▸ Set task
Put the lines from the start of the records through the line containing "[[98,89],[123,87],[151,81],[175,78],[176,67],[100,76]]" into a JSON list of strings, one string per line, with blank lines omitted.

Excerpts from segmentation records
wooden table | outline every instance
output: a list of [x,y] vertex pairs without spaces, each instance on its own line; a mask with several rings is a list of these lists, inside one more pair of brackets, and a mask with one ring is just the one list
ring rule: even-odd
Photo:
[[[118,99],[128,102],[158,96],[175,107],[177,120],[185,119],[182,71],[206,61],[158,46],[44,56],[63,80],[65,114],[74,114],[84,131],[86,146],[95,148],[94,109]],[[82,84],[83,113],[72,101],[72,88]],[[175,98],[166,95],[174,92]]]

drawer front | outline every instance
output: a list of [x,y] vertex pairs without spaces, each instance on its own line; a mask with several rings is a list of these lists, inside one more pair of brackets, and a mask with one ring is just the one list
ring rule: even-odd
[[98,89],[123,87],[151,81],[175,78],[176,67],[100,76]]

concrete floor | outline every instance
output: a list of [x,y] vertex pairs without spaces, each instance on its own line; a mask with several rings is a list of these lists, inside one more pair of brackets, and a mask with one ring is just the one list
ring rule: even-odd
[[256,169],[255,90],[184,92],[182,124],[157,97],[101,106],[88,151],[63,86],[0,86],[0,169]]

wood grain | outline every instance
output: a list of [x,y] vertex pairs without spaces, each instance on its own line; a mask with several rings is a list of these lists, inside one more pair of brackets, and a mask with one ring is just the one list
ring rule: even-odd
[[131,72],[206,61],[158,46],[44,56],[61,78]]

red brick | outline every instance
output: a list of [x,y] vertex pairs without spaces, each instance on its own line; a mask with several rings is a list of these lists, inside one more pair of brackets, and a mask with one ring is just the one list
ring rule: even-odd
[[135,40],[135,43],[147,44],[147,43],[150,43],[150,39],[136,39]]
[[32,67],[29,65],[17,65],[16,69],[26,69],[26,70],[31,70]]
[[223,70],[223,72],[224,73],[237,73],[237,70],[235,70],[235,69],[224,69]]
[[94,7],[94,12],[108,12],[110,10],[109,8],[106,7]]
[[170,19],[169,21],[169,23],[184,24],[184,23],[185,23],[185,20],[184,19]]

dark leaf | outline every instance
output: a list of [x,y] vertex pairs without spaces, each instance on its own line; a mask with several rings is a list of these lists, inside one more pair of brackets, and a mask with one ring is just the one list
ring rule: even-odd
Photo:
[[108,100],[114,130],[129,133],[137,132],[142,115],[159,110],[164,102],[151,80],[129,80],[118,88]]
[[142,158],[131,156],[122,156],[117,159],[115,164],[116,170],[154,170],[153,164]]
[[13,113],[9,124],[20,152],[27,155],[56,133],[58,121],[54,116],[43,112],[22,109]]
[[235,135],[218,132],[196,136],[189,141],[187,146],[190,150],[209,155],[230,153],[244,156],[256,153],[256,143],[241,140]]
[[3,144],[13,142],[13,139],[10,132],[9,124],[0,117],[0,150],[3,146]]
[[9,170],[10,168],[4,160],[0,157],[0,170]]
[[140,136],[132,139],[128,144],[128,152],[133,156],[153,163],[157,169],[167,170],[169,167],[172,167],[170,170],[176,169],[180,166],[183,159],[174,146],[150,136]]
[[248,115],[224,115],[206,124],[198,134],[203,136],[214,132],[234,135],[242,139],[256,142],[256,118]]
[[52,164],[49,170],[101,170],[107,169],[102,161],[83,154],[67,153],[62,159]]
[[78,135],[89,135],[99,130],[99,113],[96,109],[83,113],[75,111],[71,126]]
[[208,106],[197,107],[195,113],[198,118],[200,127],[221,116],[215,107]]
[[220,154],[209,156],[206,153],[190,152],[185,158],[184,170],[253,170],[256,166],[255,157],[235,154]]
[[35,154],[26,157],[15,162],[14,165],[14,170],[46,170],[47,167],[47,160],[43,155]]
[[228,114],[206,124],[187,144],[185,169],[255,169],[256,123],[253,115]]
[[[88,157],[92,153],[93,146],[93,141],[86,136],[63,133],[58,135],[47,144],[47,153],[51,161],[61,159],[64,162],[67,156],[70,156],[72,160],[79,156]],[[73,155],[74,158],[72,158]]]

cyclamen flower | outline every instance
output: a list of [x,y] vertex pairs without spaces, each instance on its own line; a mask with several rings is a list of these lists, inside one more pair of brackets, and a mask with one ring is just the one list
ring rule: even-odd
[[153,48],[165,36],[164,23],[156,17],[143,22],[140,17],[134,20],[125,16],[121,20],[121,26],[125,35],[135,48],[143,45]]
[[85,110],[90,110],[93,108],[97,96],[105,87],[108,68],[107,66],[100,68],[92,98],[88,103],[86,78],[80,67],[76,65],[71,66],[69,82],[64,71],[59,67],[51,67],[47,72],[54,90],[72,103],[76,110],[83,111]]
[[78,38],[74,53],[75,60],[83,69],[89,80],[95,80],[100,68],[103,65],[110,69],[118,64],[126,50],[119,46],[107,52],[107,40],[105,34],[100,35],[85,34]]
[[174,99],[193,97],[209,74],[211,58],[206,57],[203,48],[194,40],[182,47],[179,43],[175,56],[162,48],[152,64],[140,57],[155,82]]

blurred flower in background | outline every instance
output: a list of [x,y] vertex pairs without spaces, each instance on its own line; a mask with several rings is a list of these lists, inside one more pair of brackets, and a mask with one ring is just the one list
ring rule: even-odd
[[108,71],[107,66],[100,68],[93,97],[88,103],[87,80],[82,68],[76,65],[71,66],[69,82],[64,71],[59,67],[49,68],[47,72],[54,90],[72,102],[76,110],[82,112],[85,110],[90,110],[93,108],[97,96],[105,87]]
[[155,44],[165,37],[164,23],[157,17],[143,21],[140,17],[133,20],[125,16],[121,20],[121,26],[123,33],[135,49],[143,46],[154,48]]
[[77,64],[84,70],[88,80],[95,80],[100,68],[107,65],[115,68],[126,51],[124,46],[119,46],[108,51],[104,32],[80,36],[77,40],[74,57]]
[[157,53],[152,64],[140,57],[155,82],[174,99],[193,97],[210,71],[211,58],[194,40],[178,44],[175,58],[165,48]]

▸ Correct response
[
  "wooden table | outline every instance",
  "output: a list of [x,y] vertex pairs without spaces, each instance on its own line; a mask with several rings is a list of these lists, inside one more pair of brackets, and a mask with one ring is just the one list",
  "ring rule: even-odd",
  "Photo:",
  "[[[118,99],[128,102],[158,96],[175,107],[177,120],[185,119],[182,71],[206,61],[158,46],[44,56],[63,80],[65,114],[74,114],[84,131],[86,146],[95,148],[94,109]],[[82,84],[83,113],[72,101],[72,88]],[[175,98],[166,95],[174,92]]]",
  "drawer front | outline every instance",
  "output: a list of [x,y] vertex pairs without spaces, each instance on its own line; a mask with several rings is a list of these lists, inside one more pair of brackets, and a mask with one ring is just the one list",
  "ring rule: even-odd",
  "[[98,89],[123,87],[151,81],[175,78],[176,67],[100,76]]"
]